EXCERPT>
-------
Economist Brad Delong wonders what’s going on with the Super Bowl ads’ scorn for low-wage jobs:

I am not imagining this, am I? The underlying background assumption of these commercials is contempt for the men and women who serve the fast food and work the loading docks and deliver the pizzas and staff the call centers of America, isn’t it? The exectives of GM and Nationwide Insurance and their creative ad professionals think that denying the dignity of labor is the road to selling annuities and SUVs to the fiftysomethings with spare cash watching the Super Bowl, isn’t it? This is a Sign of the Apocalypse for our current Second Gilded Age, isn’t it? Or am I overreacting?

A good question, related to this story PopMatters ran the other day about GEICO’s caveman ads. The implication of these ads seems to be that sympathy for low-wage workers or marginalized groups is contrived, as contrived as the set-ups of the ads themselves, that to raise such objections as “What about the service worker’s dignity?” is to exhibit a fuddy-duddy political correctness that epitomizes a lack of cool. The only people who would leap to defend the fry cooks from the affronts in these ads are not fry cooks themselves but patronizing bleeding hearts who want to earn points for their conscientiousness. Presumably, the fry cooks aren’t bothered by the ads because (a) they find them sufficently funny, (b) they are content with any sort of recognition, even as the butt of a joke (the reality-TV eager-for-humiliation paradigm) or (c) they don’t identify themselves with the job, which they too have contempt for. People in those jobs don’t see themselves working them forever; the jobs are disposable and interchangable; meanwhile those working them are rooting their identity in future jobs (call it the permanent identity hypothesis) or in their consumption practices—what we are is not what we do anymore, or rather what we do mainly is shop, collect things and display them.
-------
EXCERPTED DATA>
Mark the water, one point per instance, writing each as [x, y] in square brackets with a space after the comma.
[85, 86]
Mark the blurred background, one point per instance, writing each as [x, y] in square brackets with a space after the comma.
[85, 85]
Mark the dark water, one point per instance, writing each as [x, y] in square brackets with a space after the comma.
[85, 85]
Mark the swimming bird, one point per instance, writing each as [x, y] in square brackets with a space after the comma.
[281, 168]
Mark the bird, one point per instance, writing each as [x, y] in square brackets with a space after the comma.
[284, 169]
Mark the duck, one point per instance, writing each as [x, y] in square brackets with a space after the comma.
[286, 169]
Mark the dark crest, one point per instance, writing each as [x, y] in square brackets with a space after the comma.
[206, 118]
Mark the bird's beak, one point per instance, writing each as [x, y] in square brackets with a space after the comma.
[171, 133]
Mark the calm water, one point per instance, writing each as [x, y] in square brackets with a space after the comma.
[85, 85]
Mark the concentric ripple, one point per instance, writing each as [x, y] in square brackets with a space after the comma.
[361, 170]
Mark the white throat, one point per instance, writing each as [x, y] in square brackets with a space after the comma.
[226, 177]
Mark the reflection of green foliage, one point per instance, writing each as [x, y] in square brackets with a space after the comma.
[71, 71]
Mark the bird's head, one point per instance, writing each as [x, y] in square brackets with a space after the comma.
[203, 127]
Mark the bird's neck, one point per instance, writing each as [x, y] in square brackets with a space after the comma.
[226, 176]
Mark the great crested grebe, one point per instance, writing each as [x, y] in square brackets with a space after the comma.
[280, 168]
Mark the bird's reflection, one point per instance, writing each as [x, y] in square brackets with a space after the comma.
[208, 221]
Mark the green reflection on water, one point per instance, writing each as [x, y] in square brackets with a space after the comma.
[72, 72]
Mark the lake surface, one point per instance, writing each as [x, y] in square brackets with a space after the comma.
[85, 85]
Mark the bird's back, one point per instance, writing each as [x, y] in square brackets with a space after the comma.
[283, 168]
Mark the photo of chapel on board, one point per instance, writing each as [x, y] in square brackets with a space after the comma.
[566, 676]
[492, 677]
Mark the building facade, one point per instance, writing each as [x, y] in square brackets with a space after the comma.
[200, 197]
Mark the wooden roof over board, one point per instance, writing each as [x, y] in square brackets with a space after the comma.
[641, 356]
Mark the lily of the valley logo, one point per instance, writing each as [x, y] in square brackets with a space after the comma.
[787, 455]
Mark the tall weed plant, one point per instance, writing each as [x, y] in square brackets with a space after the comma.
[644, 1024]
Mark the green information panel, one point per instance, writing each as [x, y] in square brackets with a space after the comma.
-------
WRITTEN TASKS>
(A) Substitute "warehouses" for "call centers" in the part of the Super Bowl ads excerpt starting with "I am not imagining" and going on through "am I overreacting?", and give that part again.
(B) Answer these questions from the Super Bowl ads excerpt.
(i) The executives of which two companies does Delong name?
(ii) Which ads were the subject of the story PopMatters ran?
(iii) What name does the excerpt give to the idea that workers root their identity in future jobs?
Answer from the excerpt on Super Bowl ads alone.

ANSWERS TO THE TASKS>
(A)
I am not imagining this, am I? The underlying background assumption of these commercials is contempt for the men and women who serve the fast food and work the loading docks and deliver the pizzas and staff the warehouses of America, isn’t it? The exectives of GM and Nationwide Insurance and their creative ad professionals think that denying the dignity of labor is the road to selling annuities and SUVs to the fiftysomethings with spare cash watching the Super Bowl, isn’t it? This is a Sign of the Apocalypse for our current Second Gilded Age, isn’t it? Or am I overreacting?

(B)
(i) GM and Nationwide Insurance
(ii) GEICO's caveman ads
(iii) The permanent identity hypothesis